— What to work on —
Can you retype the material below from its first line through the line containing "[(143, 239), (240, 206), (179, 206)]", including both ends but leaving out the pictures?

Annotation data for object locations
>> Begin
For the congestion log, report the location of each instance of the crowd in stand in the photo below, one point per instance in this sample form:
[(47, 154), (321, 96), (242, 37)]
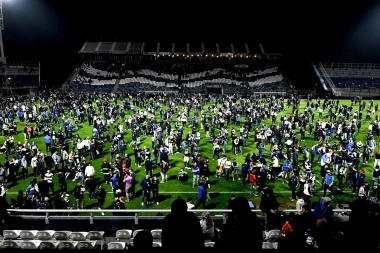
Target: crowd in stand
[(339, 154)]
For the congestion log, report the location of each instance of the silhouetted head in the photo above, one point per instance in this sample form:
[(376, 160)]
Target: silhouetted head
[(143, 239), (240, 206), (179, 206)]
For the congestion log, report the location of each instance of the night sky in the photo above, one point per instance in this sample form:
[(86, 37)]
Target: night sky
[(53, 31)]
>> End
— Solution below —
For the congestion log, report the location of each instance of the crowd in stand in the photo below, one point per instance in this sample form:
[(47, 154), (321, 96), (242, 37)]
Target: crowd in stand
[(339, 154)]
For the congestion log, report the location of each instance of the silhouetted head in the photo above, one point per instance in this sample form:
[(376, 160)]
Target: silhouetted head
[(143, 239), (240, 206), (179, 206)]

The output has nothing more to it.